• _Objetivos_:
**1.** Reproduce el pasaje sobre las conversaciones entre González y Roca entre "Ninguno de los" y "por políticamente correctos.", ambos incluidos, y cambia "sensatez" por "prudencia".
**2.** Prolonga el pasaje sobre las conversaciones entre González y Roca a partir de su última oración.

• _Fragmento mostrado_:
:::

Y, ya que de nacionalismo íbamos, la segunda lectura resulta más cercana (aviso que Regoyos ve muy distintos el caso belga y el español, o el caso belga y casi cualquier otro). “¿Aún podemos entendernos?” es el título de un libro que recoge conversaciones entre Felipe González y Miquel Roca, auxiliados en la tarea por Lluís Bassets. Ni los contertulios ni el facilitador necesitan mucha presentación, desde luego. El libro lleva el sugerente subtítulo de “conversaciones sobre el encaje de Cataluña en España”. Y es que, aunque González y Roca terminan hablando de muchas cosas, la “cuestión catalana” es el leit motiv del diálogo y su tema central.

Ninguno de los dos personajes puede ya sorprender a casi nadie –Bassets tampoco, creo- y muchas de las cosas que dicen uno y otro revelan mucha sensatez, experiencia y buen sentido. A veces, hasta autocrítica, sobre todo por parte de un González ya sublimado en su nuevo rol de “hombre sabio” a escala europea y consultor en los más variados temas, esto a escala mundial. Pero he de reconocer que, en su forma de afrontar la cuestión central, Cataluña y su encaje en España (recurrente, cómo no, el recurso a la muletilla “Cataluña y España” que, en sí, ya es toda una petición de principio) resultan decepcionantes por previsibles, por políticamente correctos.

:::

• _Sección de datos_:
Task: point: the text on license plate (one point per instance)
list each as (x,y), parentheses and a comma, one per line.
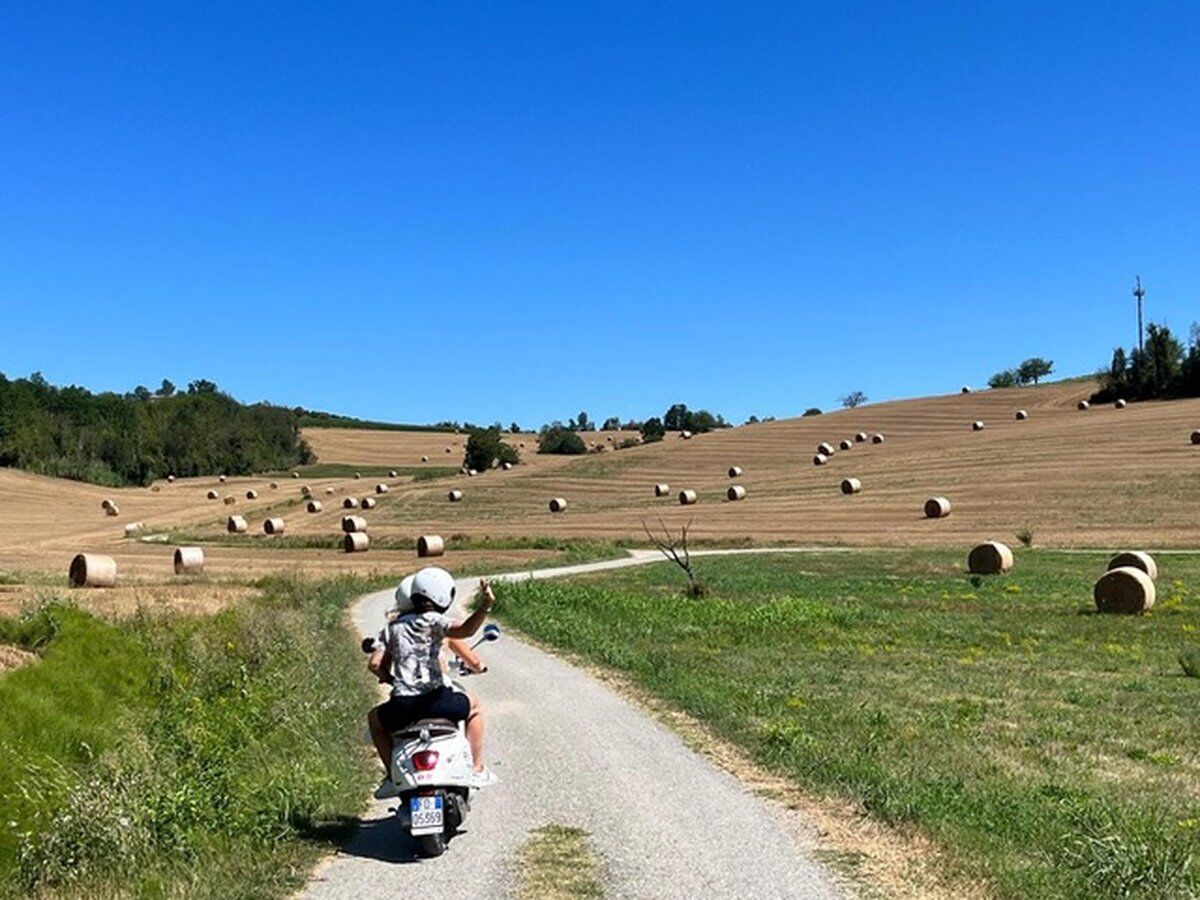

:::

• _Respuestas en orden_:
**1.**
Ninguno de los dos personajes puede ya sorprender a casi nadie –Bassets tampoco, creo- y muchas de las cosas que dicen uno y otro revelan mucha prudencia, experiencia y buen sentido. A veces, hasta autocrítica, sobre todo por parte de un González ya sublimado en su nuevo rol de “hombre sabio” a escala europea y consultor en los más variados temas, esto a escala mundial. Pero he de reconocer que, en su forma de afrontar la cuestión central, Cataluña y su encaje en España (recurrente, cómo no, el recurso a la muletilla “Cataluña y España” que, en sí, ya es toda una petición de principio) resultan decepcionantes por previsibles, por políticamente correctos.

**2.**
Constatada la realidad de la desafección mutua, probablemente innegable por cualquiera con un mínimo de honestidad intelectual, la conclusión parece obvia: todo es atribuible, cómo no, a ese epítome del mal absoluto que es, que fue, el aznarismo, a ese PP torticero y manipulador y, más aún, a esa caverna mediática que genera una opinión publicada permanentemente hostil. Nada han hecho mal, por supuesto, el socialismo gobernante en España durante veintitantos de los menos de cuarenta años de democracia y los treinta y pocos de constitucionalismo del 78. Menos aún el catalanismo político, inherentemente virtuoso. Todo el daño a los consensos viene siempre de una parte, que se empeña contumazmente en desconocer la realidad plural de nuestro país y, por extensión, los derechos, hay que entender que preconstitucionales –prepolíticos, diría yo- de las nacionalidades que lo integran.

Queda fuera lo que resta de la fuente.